#### Problem to solve
Write only how many lines of the listing below include the string "opening".

======

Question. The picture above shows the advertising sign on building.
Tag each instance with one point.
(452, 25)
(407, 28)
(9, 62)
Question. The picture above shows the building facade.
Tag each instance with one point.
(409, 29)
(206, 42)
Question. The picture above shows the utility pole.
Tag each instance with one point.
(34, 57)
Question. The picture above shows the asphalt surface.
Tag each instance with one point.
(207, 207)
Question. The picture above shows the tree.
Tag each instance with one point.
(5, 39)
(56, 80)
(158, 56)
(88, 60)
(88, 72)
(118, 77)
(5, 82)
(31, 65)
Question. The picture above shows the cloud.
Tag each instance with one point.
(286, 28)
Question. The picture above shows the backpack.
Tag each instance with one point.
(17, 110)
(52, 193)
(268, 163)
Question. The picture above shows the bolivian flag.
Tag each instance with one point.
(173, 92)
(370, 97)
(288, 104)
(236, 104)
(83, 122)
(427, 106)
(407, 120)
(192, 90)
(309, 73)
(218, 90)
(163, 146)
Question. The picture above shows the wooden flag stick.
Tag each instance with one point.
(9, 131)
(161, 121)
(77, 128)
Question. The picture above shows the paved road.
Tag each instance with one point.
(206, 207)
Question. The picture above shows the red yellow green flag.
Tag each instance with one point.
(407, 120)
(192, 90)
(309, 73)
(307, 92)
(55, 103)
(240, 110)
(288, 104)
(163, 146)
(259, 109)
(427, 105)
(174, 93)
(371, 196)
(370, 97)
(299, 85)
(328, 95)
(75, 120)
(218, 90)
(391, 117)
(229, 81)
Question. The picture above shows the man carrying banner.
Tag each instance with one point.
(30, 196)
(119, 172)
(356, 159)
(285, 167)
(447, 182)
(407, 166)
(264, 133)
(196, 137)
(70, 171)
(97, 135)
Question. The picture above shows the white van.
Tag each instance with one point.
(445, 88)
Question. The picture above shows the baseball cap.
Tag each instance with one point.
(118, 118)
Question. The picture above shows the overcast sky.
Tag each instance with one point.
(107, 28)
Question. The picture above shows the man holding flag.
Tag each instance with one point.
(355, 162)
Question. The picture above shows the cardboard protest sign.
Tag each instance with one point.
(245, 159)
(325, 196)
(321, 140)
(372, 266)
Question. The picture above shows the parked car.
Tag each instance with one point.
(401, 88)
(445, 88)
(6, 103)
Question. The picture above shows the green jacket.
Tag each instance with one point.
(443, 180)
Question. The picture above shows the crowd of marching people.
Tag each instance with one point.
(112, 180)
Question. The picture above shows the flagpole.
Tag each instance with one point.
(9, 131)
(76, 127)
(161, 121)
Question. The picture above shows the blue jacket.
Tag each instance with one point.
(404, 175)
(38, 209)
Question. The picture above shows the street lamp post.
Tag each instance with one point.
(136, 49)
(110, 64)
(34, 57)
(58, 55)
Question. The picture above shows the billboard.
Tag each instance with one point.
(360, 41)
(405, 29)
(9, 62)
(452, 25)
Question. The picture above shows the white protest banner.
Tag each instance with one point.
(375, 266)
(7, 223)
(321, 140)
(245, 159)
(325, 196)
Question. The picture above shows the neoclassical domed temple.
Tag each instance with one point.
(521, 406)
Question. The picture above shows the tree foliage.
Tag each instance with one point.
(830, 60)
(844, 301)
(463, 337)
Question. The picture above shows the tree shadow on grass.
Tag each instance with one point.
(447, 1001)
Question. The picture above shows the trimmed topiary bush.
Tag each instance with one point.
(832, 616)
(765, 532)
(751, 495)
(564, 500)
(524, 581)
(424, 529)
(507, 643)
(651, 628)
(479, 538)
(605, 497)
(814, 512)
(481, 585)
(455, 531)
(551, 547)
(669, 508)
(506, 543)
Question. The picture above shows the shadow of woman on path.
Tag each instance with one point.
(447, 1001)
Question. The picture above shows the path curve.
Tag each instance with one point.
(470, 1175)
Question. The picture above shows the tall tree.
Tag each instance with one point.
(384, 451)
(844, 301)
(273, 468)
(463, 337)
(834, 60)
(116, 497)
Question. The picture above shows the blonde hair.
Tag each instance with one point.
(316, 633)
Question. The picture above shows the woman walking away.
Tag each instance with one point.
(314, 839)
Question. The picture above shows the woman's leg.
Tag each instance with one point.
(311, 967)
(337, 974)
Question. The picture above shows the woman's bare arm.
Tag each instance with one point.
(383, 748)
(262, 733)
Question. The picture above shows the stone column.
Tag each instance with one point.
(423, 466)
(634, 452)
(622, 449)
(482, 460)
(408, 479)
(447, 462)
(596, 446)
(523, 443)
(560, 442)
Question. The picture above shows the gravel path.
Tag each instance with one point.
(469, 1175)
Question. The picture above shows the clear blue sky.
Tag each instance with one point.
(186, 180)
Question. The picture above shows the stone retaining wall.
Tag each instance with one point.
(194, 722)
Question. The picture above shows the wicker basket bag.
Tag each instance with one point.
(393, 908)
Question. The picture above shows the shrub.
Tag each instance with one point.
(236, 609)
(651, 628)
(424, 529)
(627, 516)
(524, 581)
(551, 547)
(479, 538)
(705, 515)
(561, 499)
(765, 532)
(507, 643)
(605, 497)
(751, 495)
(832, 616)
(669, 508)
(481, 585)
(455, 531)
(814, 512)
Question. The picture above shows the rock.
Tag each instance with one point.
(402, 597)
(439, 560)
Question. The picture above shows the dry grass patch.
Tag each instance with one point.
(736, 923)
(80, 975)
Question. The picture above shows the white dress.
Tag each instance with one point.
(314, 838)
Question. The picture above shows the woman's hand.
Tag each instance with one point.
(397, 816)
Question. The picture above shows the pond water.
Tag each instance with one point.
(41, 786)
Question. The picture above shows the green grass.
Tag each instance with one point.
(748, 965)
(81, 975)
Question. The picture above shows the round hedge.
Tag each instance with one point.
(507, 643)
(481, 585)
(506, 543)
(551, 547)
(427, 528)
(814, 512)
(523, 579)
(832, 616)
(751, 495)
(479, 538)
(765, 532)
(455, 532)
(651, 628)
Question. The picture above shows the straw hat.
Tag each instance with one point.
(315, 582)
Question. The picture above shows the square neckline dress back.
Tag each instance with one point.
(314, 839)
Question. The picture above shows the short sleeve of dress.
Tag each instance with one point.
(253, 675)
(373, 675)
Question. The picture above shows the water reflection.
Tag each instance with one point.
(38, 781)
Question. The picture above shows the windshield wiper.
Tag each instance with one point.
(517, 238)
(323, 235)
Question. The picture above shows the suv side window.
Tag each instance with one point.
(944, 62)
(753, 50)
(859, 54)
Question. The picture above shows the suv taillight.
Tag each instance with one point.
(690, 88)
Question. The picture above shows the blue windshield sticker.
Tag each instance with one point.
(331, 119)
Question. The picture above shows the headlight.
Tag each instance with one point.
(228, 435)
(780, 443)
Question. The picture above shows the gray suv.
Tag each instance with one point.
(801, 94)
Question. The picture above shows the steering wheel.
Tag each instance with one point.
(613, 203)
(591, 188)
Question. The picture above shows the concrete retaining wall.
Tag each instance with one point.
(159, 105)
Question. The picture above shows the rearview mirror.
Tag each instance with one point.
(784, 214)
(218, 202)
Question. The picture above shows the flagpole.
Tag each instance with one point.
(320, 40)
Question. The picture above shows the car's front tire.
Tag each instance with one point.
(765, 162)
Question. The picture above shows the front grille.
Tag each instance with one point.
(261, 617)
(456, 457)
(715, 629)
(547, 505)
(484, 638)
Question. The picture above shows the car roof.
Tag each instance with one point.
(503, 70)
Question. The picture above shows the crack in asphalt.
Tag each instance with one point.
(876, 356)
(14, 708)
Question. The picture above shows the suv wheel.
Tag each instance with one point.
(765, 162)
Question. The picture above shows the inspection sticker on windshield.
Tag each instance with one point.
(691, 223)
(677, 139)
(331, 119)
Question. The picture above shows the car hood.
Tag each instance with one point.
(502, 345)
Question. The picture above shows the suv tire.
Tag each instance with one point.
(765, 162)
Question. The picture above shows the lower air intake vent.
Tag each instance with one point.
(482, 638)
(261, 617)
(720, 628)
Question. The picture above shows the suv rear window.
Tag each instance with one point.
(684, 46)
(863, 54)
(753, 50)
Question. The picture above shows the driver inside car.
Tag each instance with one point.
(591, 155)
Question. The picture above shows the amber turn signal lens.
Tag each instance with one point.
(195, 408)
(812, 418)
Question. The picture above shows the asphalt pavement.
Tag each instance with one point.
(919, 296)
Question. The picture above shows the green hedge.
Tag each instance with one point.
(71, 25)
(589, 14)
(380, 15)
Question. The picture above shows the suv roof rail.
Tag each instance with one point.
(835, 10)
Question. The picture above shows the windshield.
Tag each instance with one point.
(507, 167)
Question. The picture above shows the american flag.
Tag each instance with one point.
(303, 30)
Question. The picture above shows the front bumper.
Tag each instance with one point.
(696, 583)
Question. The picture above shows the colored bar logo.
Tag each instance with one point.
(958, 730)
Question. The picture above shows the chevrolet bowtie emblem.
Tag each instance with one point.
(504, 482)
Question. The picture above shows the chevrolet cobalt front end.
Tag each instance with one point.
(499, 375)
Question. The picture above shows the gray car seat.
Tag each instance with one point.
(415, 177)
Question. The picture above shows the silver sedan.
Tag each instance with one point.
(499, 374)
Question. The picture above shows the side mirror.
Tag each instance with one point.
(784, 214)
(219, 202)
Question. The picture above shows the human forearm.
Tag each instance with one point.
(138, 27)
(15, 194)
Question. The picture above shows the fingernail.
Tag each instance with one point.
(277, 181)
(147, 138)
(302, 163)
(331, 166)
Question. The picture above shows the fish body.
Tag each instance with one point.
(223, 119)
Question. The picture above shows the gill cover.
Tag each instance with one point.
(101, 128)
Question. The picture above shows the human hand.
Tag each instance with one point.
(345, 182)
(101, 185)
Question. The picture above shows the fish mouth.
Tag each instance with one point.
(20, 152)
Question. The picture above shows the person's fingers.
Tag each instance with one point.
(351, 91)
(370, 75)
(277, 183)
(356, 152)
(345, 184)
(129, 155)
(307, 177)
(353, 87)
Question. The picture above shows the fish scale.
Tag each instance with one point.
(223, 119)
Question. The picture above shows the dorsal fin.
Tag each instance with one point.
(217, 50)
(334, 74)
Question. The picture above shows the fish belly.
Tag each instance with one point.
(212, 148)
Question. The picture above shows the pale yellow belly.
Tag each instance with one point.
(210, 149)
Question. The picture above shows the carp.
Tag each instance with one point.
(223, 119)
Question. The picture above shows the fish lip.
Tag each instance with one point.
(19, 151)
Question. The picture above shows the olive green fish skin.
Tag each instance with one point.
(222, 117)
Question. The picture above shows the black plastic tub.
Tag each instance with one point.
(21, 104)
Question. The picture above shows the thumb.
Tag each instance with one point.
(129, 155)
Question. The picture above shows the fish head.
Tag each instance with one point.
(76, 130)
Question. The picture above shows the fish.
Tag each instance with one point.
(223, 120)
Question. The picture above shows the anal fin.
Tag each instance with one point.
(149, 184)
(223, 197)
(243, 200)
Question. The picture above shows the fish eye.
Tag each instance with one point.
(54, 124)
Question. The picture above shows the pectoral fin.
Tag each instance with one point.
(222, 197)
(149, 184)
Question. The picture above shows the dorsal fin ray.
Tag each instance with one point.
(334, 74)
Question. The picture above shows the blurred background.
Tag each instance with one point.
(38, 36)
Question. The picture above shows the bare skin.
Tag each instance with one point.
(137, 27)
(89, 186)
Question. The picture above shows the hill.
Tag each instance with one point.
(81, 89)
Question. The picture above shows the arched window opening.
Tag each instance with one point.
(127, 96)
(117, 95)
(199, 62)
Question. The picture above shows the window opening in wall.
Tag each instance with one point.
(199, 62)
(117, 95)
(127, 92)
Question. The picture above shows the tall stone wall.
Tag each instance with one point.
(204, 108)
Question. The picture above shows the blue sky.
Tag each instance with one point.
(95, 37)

======

#### Answer area
2